** START **

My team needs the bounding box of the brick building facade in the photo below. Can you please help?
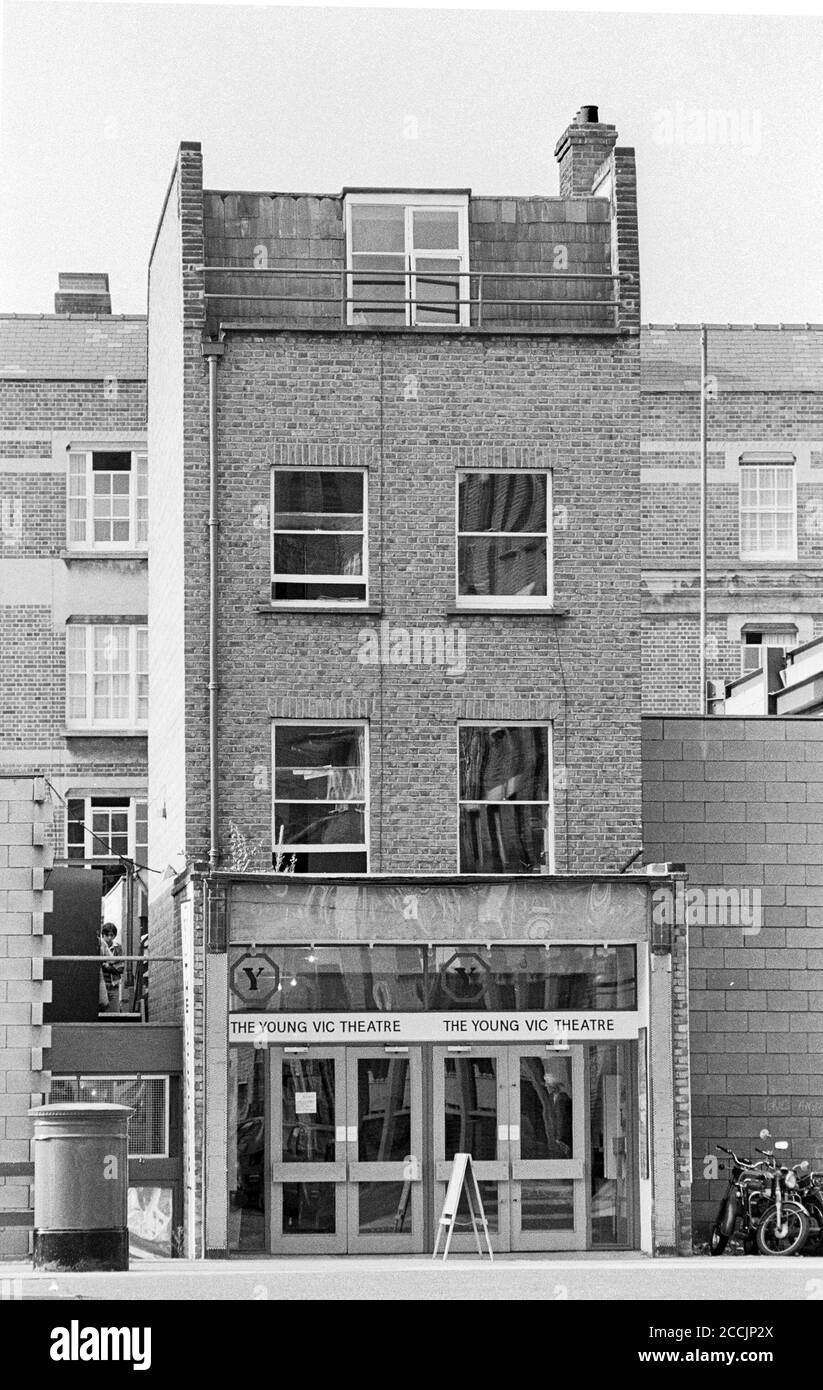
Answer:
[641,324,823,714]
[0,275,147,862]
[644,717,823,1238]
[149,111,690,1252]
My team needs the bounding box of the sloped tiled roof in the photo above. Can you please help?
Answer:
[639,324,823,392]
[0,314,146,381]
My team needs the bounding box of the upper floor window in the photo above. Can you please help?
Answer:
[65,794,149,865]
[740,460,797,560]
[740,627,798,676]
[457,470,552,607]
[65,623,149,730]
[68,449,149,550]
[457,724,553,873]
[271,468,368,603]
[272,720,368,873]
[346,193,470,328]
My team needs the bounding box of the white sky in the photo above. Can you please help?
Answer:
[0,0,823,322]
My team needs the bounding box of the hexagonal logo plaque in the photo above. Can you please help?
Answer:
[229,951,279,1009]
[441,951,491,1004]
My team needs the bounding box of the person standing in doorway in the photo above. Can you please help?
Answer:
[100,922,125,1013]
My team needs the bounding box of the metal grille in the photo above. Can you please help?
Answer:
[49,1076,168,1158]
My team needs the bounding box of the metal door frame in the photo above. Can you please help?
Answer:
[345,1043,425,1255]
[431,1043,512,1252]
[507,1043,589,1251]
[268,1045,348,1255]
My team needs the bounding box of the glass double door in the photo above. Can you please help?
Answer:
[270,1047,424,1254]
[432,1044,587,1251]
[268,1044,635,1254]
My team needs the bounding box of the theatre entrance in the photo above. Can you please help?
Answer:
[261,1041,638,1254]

** END **

**What you are asked to do:** Copy the lines exactly as they appear, starting at the line that contains "My team needs the bounding box of the metal door" and stopping after the last line of the records.

**Complete response:**
My team needs the bounding box of the metal door frame in the photo above. Can you please help?
Answer:
[345,1043,425,1255]
[431,1043,512,1252]
[507,1043,589,1251]
[268,1045,348,1255]
My team needs the bounding box of the glass double door in the photo above. Can you please help?
Answer:
[270,1047,424,1254]
[432,1044,587,1251]
[268,1044,635,1254]
My team needs the bounding box of the theatre entrance in the photo above. Can you please help?
Answer:
[261,1041,638,1254]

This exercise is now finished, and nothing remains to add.